**Problem**
Switch every "clump of yellow flowers" in the items below to "cluster of golden blooms" and write the items out again with nothing else changed. Leave out the pictures.

**Input data**
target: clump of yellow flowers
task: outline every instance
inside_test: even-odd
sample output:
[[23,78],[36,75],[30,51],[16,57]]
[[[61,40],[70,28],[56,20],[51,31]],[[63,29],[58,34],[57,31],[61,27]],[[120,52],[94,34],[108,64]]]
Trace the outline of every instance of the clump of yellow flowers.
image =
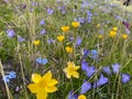
[[59,36],[57,36],[57,40],[58,40],[59,42],[63,42],[63,41],[65,40],[65,36],[64,36],[64,35],[59,35]]
[[67,25],[64,25],[61,29],[62,29],[63,32],[68,32],[69,31],[69,26],[67,26]]
[[110,37],[114,37],[117,35],[117,31],[118,31],[118,28],[114,26],[109,33]]
[[79,78],[79,74],[77,73],[77,70],[80,68],[80,66],[75,66],[74,62],[68,62],[67,63],[67,67],[64,68],[63,70],[66,73],[67,78]]
[[41,43],[40,40],[35,40],[35,41],[33,42],[33,44],[36,45],[36,46],[40,45],[40,43]]
[[74,28],[78,28],[79,25],[80,25],[79,22],[72,22],[72,26],[74,26]]
[[74,51],[73,47],[70,47],[70,46],[66,46],[65,50],[66,50],[67,53],[73,53],[73,51]]
[[38,74],[32,74],[32,81],[28,88],[31,92],[36,94],[37,99],[46,99],[48,92],[55,92],[57,88],[55,87],[58,81],[52,78],[51,70],[47,72],[43,77]]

**Correct result**
target: cluster of golden blooms
task: outline every instance
inside_test: even-odd
sample output:
[[23,78],[36,75],[30,51],[16,57]]
[[[61,40],[70,28],[56,20],[51,31]],[[63,29],[58,34],[57,31],[61,27]],[[120,52],[94,34],[108,64]]]
Trace the outline of every instance of the cluster of golden blooms.
image =
[[59,36],[57,36],[57,40],[58,40],[59,42],[63,42],[63,41],[65,40],[65,36],[64,36],[64,35],[59,35]]
[[67,25],[64,25],[61,29],[62,29],[63,32],[68,32],[69,31],[69,26],[67,26]]
[[110,37],[114,37],[117,35],[117,31],[118,31],[118,28],[114,26],[109,33]]
[[79,78],[79,74],[77,73],[77,70],[80,68],[80,66],[75,66],[74,62],[68,62],[67,63],[67,67],[64,68],[63,70],[66,73],[67,78]]
[[41,43],[40,40],[35,40],[35,41],[33,42],[33,44],[36,45],[36,46],[40,45],[40,43]]
[[74,28],[78,28],[79,25],[80,25],[79,22],[72,22],[72,26],[74,26]]
[[74,51],[73,47],[70,47],[70,46],[66,46],[65,50],[66,50],[67,53],[73,53],[73,51]]
[[38,74],[32,74],[32,81],[28,88],[31,92],[36,94],[37,99],[46,99],[48,92],[55,92],[57,88],[55,87],[58,81],[52,78],[51,70],[47,72],[43,77]]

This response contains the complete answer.